Work to be completed = Would you please restate all of the data exactly?

(Data entries)
==========

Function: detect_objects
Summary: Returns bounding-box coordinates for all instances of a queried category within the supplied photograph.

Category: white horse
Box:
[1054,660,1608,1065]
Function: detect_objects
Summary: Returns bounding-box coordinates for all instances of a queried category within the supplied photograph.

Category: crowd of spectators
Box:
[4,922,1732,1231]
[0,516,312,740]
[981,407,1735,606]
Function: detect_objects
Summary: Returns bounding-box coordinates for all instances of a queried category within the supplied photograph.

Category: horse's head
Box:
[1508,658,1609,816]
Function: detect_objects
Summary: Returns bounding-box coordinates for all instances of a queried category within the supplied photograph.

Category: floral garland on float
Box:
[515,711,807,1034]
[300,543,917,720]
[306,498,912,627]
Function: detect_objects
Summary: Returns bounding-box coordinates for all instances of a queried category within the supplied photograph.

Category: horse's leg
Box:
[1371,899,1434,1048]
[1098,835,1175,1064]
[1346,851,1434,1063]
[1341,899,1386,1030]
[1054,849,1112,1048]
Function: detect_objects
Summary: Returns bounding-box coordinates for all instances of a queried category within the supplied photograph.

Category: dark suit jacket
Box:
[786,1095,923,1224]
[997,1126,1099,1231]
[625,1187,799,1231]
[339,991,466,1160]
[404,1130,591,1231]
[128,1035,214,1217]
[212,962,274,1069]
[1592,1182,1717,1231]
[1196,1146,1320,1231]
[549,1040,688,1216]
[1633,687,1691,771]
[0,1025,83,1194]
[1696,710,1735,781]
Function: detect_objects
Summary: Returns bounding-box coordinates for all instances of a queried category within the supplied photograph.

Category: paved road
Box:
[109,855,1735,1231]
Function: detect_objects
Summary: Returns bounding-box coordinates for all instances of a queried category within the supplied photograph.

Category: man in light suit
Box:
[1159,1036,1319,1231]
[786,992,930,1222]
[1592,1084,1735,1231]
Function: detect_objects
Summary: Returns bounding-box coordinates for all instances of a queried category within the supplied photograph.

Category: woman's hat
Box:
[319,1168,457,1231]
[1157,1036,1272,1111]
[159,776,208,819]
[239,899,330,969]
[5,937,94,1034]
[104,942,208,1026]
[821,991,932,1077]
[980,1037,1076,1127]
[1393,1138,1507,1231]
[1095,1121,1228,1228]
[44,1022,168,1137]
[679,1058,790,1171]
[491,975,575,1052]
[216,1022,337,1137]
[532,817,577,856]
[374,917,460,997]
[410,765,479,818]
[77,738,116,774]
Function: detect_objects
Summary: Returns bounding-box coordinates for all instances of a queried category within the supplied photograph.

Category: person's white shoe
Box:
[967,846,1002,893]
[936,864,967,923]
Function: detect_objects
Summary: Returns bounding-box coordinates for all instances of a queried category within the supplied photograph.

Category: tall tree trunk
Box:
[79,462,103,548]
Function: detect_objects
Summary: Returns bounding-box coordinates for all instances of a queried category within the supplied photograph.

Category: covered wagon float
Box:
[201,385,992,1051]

==========

Expected output =
Function: detect_objects
Summary: Returns bounding-box coordinates for all instances of a queried category within the supplied photograph.

Category: white horse
Box:
[1054,660,1608,1065]
Function: detect_objects
Summary: Returns bounding-box coordinates for all instances of a queried category within the supplied photograph.

Category: crowd of spectators
Box:
[4,922,1732,1231]
[0,516,312,740]
[981,407,1735,606]
Function: detect_objects
Summary: Returns bounding-box coordinates for all instances of a queried category within the supplied photograph.

Category: horse's head
Box:
[1508,658,1609,816]
Function: detect_objects
Summary: Returns bounding-box coordinates for all instances of a queried category within the supplied photograph.

Category: floral garland on float
Box:
[515,711,807,1034]
[300,543,917,720]
[306,498,912,627]
Function: detect_objects
Summary: Returns bounding-box coordinates for all instances of a queried category within the supplied photograph.

Category: horse's leg
Box:
[1371,899,1434,1048]
[1098,835,1175,1064]
[1346,851,1434,1063]
[1341,899,1386,1030]
[1054,849,1112,1048]
Function: detect_objects
Summary: Returns bounding-box coordinates for all instances of a queried category within the supplied photograph.

Category: dark suit jacket
Box:
[786,1095,923,1224]
[997,1126,1099,1231]
[625,1187,799,1231]
[339,991,466,1160]
[404,1130,591,1231]
[128,1035,214,1217]
[212,962,274,1069]
[1592,1182,1717,1231]
[1196,1146,1320,1231]
[549,1040,688,1216]
[1633,687,1691,771]
[0,1025,83,1194]
[1696,710,1735,781]
Function: detect_objects
Summary: Returns bounding-box coordinates for all instances of a queried category within the supplied photograph.

Category: paved road
Box:
[109,855,1735,1231]
Function: detect_objects
Summary: Returns bounding-box coordinates for all instances of a queried category within the supplied photograph.

Category: man in light suit
Box:
[1159,1036,1319,1231]
[786,992,930,1222]
[1592,1084,1735,1231]
Function: detect_objects
Summary: Returns bounding-box coordinates for all instances of a queried category within the supplied photograph.

Category: woman's hat
Box:
[319,1168,457,1231]
[1157,1036,1272,1111]
[159,776,208,819]
[239,899,330,969]
[5,937,94,1034]
[104,942,208,1026]
[821,991,932,1077]
[980,1037,1076,1127]
[1393,1138,1507,1231]
[1095,1121,1228,1228]
[44,1022,168,1137]
[679,1058,790,1171]
[491,975,575,1052]
[216,1022,337,1137]
[532,817,577,856]
[374,917,460,997]
[410,765,479,818]
[77,738,116,774]
Function: detect_objects
Summary: Returns bounding-box coordinates for all instances of a queried category within the supplied photograph.

Category: person's white shoe
Box:
[967,846,1002,893]
[936,864,967,923]
Function: detect_objects
Summary: Returns bounding-box coordinates for all instances of a queried category within the supplied photograph.

Category: tall tree trunk
Box:
[79,462,103,548]
Function: detect_objects
Summary: Returns bounding-box coordinates for all instances of a queried category within the supplied photograph.

Category: covered wagon float
Box:
[201,385,992,1051]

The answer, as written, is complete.